• _EXTRACTED TEXT_
--

The Peter Principle

by Dr. Laurence J. Peter & Raymond Hull

Cover image

Series: Peter Principle #1
Publisher: Bantam
Copyright: 1969
Printing: May 1972
Format: Mass market
Pages: 169

Buy at Powell's Books

The Peter Principle: In any hierarchy any employee tends to rise to their level of incompetence. The underlying explanation, which makes immediate intuitive sense to nearly everyone I've talked to about it, is that people are promoted for being good at their job. As long as they're doing a good job, they're eligible for promotion. Eventually, they're promoted into a job that they're incapable of doing, and then they no longer do a good enough job to get promoted. So there they stop, in the first job that's outside their level of competence.

This is the book that introduced that concept. I'd heard the concept many years ago, and have even used it as a tool to think about how I want to organize my career, but I'd never read the book about it. When I came into possession of a copy, I was curious enough to give it a try. (Besides, it's short and has frequent illustrations; it wasn't much of an investment.) Conclusion: Don't bother with it. All of the interesting content of the book is in the paragraph above.

--

• _DATASET ENTRIES_
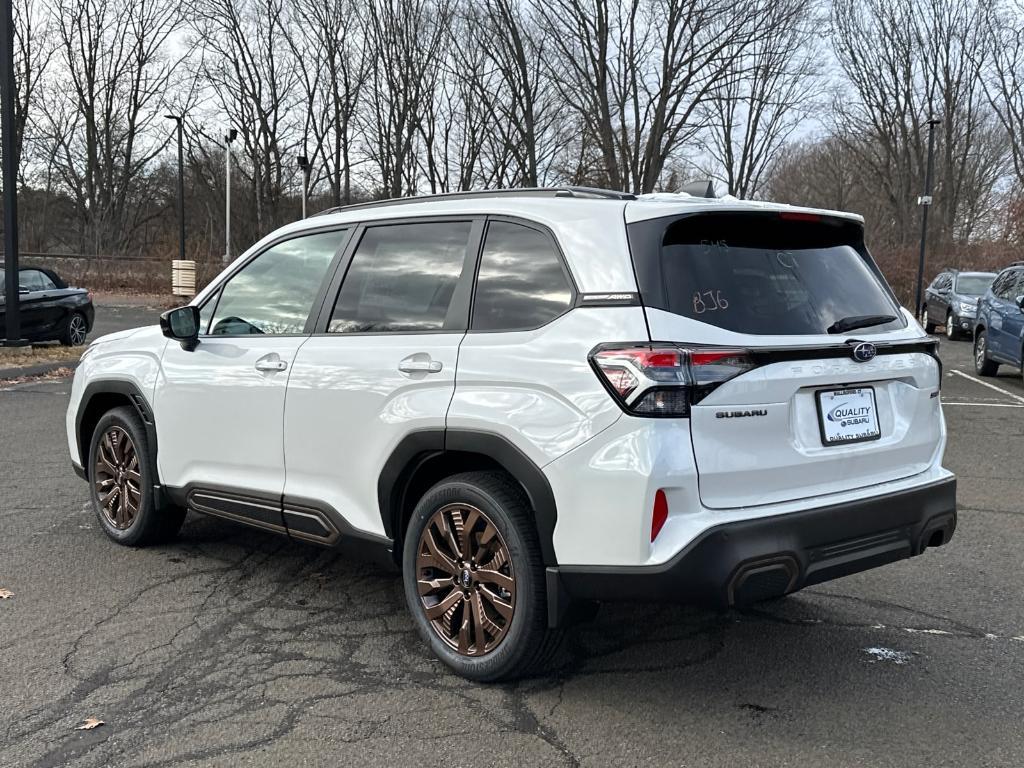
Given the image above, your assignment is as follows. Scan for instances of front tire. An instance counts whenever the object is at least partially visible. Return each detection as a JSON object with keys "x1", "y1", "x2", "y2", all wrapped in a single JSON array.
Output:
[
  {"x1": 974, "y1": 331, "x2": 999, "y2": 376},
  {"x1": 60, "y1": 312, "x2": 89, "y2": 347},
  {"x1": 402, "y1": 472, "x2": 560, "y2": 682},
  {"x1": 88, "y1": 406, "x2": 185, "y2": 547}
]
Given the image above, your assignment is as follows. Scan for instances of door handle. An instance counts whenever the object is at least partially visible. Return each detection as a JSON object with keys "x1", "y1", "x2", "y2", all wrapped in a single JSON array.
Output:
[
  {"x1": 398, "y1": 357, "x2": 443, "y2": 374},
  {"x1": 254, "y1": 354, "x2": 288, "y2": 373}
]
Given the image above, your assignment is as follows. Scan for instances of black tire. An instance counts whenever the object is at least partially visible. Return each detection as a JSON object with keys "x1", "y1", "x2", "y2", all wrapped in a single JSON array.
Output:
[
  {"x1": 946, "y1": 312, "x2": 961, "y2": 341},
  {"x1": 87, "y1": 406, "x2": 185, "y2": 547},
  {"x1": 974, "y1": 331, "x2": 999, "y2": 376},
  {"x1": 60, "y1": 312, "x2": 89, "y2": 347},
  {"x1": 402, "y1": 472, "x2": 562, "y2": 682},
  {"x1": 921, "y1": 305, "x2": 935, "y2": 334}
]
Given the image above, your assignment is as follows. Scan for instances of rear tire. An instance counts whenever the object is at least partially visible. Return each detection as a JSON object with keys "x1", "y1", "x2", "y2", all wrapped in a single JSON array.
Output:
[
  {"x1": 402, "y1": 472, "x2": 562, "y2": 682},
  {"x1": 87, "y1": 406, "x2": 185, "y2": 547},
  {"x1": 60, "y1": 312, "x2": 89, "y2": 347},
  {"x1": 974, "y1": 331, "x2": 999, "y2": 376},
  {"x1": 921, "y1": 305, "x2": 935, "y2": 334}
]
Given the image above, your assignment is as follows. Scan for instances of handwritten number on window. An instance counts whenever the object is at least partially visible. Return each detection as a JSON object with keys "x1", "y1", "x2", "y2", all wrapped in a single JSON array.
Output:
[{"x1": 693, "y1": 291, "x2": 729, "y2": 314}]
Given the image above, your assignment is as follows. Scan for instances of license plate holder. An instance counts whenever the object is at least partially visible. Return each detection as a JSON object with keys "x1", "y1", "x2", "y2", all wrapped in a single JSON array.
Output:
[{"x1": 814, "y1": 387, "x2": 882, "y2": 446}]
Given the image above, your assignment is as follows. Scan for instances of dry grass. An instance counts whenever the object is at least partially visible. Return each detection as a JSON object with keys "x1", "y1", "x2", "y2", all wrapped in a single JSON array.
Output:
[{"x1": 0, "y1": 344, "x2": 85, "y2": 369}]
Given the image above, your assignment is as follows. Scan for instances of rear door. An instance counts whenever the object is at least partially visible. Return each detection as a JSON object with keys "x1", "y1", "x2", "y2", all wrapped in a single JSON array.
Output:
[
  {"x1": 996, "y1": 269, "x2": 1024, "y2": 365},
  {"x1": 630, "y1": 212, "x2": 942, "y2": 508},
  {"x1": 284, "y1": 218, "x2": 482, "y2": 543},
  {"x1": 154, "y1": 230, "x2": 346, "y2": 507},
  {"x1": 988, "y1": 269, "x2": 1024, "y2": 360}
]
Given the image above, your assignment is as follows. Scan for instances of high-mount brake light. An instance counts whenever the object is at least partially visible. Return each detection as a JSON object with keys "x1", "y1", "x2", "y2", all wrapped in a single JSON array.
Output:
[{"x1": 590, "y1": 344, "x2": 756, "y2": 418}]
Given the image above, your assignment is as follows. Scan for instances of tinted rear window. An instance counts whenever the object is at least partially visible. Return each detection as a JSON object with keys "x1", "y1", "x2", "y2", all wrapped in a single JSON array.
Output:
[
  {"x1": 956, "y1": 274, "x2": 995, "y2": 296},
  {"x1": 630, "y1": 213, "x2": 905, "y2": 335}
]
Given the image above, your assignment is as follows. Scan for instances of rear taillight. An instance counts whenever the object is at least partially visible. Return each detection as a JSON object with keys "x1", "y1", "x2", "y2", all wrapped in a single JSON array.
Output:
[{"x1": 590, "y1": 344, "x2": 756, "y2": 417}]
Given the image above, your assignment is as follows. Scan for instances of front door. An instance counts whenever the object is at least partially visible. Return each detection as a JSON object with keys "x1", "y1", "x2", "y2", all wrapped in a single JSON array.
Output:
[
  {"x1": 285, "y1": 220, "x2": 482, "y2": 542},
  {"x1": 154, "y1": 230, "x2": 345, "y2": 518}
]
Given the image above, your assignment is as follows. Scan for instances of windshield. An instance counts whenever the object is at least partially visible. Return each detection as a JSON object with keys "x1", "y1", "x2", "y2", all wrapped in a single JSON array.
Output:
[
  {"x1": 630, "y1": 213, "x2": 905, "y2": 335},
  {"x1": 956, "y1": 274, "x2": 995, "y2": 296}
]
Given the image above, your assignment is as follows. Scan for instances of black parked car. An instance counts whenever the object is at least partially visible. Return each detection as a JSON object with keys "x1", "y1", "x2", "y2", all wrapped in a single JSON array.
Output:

--

• _WRITTEN TASKS_
A. Decide whether each statement agrees with the Peter Principle review, answering yes or no and quoting the deciding words: (i) The book's publisher is Bantam. (ii) The reviewer read the book before ever hearing of the concept. (iii) The book runs 169 pages.
B. Please state what, according to the Peter Principle review, people are promoted for.
C. Pick up the Peter Principle review after its last sentence and carry it on.

• _TASK RESULTS_
A.
(i) Yes: "Publisher: Bantam"
(ii) No: "I'd heard the concept many years ago, and have even used it as a tool to think about how I want to organize my career, but I'd never read the book about it."
(iii) Yes: "Pages: 169"

B. People are promoted for being good at their job.

C.
First, the tone of the book is distinctly annoying. The conceit here is that Dr. Peter (his doctorate is in education) had piles of research and information about "hierarchiology," the study of hierarchies, but didn't have time to write this book, so Raymond Hull did it based on his notes. Like the many "case studies" in this book that are, if not entirely made up, at least highly exaggerated, I'm dubious. Certainly, though, the gung-ho, simplistic way in which ideas are presented here, the way that nearly every concept gets some name with "Peter" in it, and the gross simplifications, stereotypes, and false dichotomies would be distinctly out of place in any serious or thoughtful treatment. About the most the tone manages is to occasionally be funny, but even that gets repetitive after a while. It was also clearly written with the social outlook of the 1950s despite its 1969 publishing date; a certain annoying gender bias is one of several ways in which that shows painfully.

Second, the content is essentially an elaboration and repetition of the basic Peter Principle. There are a small handful of other ideas (use of creative incompetence to keep from being eligible for promotion, for instance), but that sort of moderately thoughtful elaboration is rare. Some lip service is given to discussing cases where the Peter Principle doesn't seem to apply, but none of that attention is serious. It always involves hand-waving and another sweeping generalization. I would be interested in a serious discussion of causes and effects of this tendency that discussed real exceptions and real countervailing forces. This book doesn't do that; it puts caricature and aphorism above thoughtful analysis wherever possible.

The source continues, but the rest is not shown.